__Raw data__

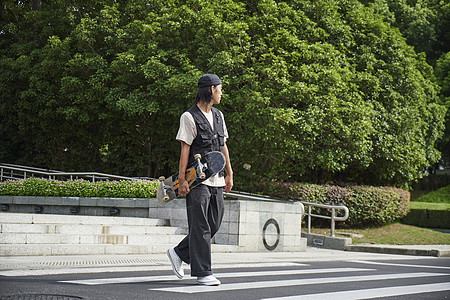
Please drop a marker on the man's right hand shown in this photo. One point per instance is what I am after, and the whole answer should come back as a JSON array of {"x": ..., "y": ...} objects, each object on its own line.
[{"x": 183, "y": 188}]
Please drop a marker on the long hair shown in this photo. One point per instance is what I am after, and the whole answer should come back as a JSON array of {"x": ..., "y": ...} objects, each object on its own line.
[{"x": 204, "y": 94}]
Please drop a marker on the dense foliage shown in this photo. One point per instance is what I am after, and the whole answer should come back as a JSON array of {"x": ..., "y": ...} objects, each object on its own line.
[
  {"x": 315, "y": 91},
  {"x": 79, "y": 188},
  {"x": 441, "y": 195},
  {"x": 368, "y": 205}
]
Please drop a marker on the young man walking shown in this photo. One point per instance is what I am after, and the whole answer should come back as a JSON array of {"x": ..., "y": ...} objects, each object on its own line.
[{"x": 202, "y": 129}]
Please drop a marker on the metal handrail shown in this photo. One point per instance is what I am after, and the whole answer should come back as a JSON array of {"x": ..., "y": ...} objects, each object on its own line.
[
  {"x": 53, "y": 175},
  {"x": 236, "y": 194},
  {"x": 333, "y": 216}
]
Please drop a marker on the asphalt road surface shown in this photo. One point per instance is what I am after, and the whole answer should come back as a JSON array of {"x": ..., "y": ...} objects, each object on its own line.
[{"x": 353, "y": 279}]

__The problem__
Convert the records, from the line containing "Please drop a marker on the dense" through the end of the records, into a numbered list, omitting any blank lines.

__Full solution__
1. Please drop a marker on the dense foliage shown in this photo. One point per instance is what I am after, and the whole answer should come back as a JSON array of {"x": ..., "y": ...} objects, each object on its own line.
2. [
3.   {"x": 315, "y": 91},
4.   {"x": 79, "y": 188},
5.   {"x": 441, "y": 195},
6.   {"x": 368, "y": 205}
7. ]
8. Please drop a marker on the young man walking shown in this photo. One point per instance is what I am after, and the whole answer should come back as a JSON array of {"x": ..., "y": ...} objects, each object on its own line.
9. [{"x": 202, "y": 129}]
10. Please drop a marker on the metal handrail shown in this photo. One point per instance is what I am after, and the whole answer should come back as a JSON array of {"x": ..., "y": ...} objects, each object on its own line.
11. [
12.   {"x": 53, "y": 175},
13.   {"x": 236, "y": 194},
14.   {"x": 333, "y": 216}
15. ]
16. Please drop a marker on the asphalt road surface shown in this photo. One point per instance is what I am after, and the whole answer should come back as a JSON array of {"x": ..., "y": ...} objects, each object on its own line.
17. [{"x": 353, "y": 279}]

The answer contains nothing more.